* [Work required]:
Arrange every row below as a Markdown table with the columns No. and Line. Number each row and leave out any blank lines.
======== Data provided ========
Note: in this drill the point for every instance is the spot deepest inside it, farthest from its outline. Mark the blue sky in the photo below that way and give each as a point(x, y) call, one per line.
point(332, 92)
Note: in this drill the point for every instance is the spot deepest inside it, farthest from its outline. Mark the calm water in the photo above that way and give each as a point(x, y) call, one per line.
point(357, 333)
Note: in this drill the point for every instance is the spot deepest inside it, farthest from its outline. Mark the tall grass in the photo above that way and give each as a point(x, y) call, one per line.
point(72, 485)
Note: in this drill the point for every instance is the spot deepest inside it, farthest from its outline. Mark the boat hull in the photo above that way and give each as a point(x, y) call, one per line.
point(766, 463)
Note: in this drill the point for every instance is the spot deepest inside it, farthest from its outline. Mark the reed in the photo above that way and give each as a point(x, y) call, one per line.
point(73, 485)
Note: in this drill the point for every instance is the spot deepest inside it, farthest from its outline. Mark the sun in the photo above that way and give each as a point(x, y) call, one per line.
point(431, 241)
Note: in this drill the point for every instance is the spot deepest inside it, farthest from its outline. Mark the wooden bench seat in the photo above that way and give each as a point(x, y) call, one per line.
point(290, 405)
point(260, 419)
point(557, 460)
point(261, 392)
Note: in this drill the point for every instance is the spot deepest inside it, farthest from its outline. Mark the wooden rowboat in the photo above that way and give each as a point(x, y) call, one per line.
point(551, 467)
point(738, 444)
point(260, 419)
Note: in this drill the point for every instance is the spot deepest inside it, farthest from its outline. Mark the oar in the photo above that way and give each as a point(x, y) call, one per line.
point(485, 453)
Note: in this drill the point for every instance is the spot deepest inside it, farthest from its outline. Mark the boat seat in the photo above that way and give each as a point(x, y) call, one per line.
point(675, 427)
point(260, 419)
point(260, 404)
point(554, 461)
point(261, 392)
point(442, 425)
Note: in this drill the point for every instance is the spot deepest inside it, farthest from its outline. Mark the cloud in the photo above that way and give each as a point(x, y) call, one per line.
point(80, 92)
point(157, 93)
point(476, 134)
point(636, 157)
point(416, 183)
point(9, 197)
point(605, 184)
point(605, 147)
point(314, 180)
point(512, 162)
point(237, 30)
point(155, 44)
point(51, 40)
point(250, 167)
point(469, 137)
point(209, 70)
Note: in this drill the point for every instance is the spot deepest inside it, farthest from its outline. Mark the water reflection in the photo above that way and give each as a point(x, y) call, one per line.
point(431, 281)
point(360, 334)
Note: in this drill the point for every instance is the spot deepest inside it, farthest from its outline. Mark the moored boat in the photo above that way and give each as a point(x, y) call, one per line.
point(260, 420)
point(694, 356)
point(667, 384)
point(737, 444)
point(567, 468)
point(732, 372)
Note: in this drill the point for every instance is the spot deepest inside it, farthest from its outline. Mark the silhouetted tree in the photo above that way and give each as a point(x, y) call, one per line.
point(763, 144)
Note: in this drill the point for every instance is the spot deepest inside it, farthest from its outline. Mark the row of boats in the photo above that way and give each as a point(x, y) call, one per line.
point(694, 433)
========
* [Final result]:
| No. | Line |
|---|---|
| 1 | Note: in this drill the point for every instance is the spot deepest inside it, farthest from its outline. Mark the blue sky in the photo below that way and give each as a point(x, y) call, one per line. |
| 2 | point(332, 92) |
| 3 | Note: in this drill the point for every instance is the spot deepest inside it, farthest from its outline. Mark the calm water in the photo above that way and give each as a point(x, y) call, one per line. |
| 4 | point(357, 333) |
| 5 | Note: in this drill the point for every instance is the spot deepest inside it, farthest from its outline. Mark the tall grass in the photo above that way and give each as a point(x, y) call, one per line. |
| 6 | point(72, 485) |
| 7 | Note: in this drill the point for every instance is the spot deepest inside it, farthest from its outline. Mark the boat hull in the photo above that way and give each as a point(x, y) call, one per line. |
| 8 | point(766, 463) |
| 9 | Note: in this drill the point for every instance is the spot deepest inside it, farthest from its outline. Mark the reed in the photo above that way and give each as a point(x, y) call, one per line. |
| 10 | point(73, 485) |
| 11 | Note: in this drill the point for every instance is the spot deepest inside it, farthest from its outline. Mark the sun in the photo above that way and give each as a point(x, y) call, one per line. |
| 12 | point(431, 241) |
| 13 | Note: in this drill the point for every instance is the spot deepest inside it, farthest from its outline. Mark the wooden bench seat in the photo above that way and give each as a point(x, y) call, one per line. |
| 14 | point(290, 405) |
| 15 | point(260, 419) |
| 16 | point(557, 460) |
| 17 | point(261, 392) |
| 18 | Note: in this drill the point for every instance is the spot deepest inside it, farthest from its outline. Mark the wooden rowboat in the photo above that way and give each as a point(x, y) call, one per line. |
| 19 | point(551, 467) |
| 20 | point(738, 444) |
| 21 | point(260, 419) |
| 22 | Note: in this drill the point for every instance is the spot deepest inside it, farthest from its outline. Mark the oar in the photo above that way and give each as a point(x, y) call, one per line. |
| 23 | point(485, 453) |
| 24 | Note: in this drill the point for every instance is the spot deepest inside it, farthest from its outline. Mark the boat seat in the photo above that way and give each as a point(x, y) call, one per line. |
| 25 | point(675, 427) |
| 26 | point(260, 419) |
| 27 | point(260, 404) |
| 28 | point(554, 461) |
| 29 | point(261, 392) |
| 30 | point(442, 425) |
| 31 | Note: in this drill the point for every instance is the spot deepest inside it, farthest from its outline. Mark the cloud in the photo above that way and give each as a point(x, y) call, one per line. |
| 32 | point(80, 92) |
| 33 | point(157, 93) |
| 34 | point(476, 134) |
| 35 | point(636, 157) |
| 36 | point(416, 183) |
| 37 | point(9, 197) |
| 38 | point(605, 184) |
| 39 | point(605, 147) |
| 40 | point(314, 180) |
| 41 | point(512, 162) |
| 42 | point(237, 30) |
| 43 | point(155, 44) |
| 44 | point(51, 40) |
| 45 | point(250, 167) |
| 46 | point(469, 137) |
| 47 | point(209, 70) |
| 48 | Note: in this drill the point for every instance is the spot deepest inside it, farthest from its outline. Mark the water reflection in the photo above that way and give each as a point(x, y) call, one per line. |
| 49 | point(431, 281) |
| 50 | point(360, 334) |
| 51 | Note: in this drill the point for every instance is the spot deepest inside it, farthest from its outline. Mark the moored boat in the photo above that way and give each as a point(x, y) call, one per line. |
| 52 | point(260, 420) |
| 53 | point(694, 356) |
| 54 | point(667, 384) |
| 55 | point(737, 444) |
| 56 | point(567, 468) |
| 57 | point(732, 372) |
| 58 | Note: in this drill the point for every instance is the spot deepest inside it, farthest from its outline. Mark the silhouetted tree in the photo above that way and give each as a point(x, y) call, one per line. |
| 59 | point(763, 144) |
| 60 | Note: in this drill the point for every instance is the spot deepest inside it, farthest from its outline. Mark the row of boats in the photo above that way and give each as a point(x, y) call, one per line. |
| 61 | point(694, 433) |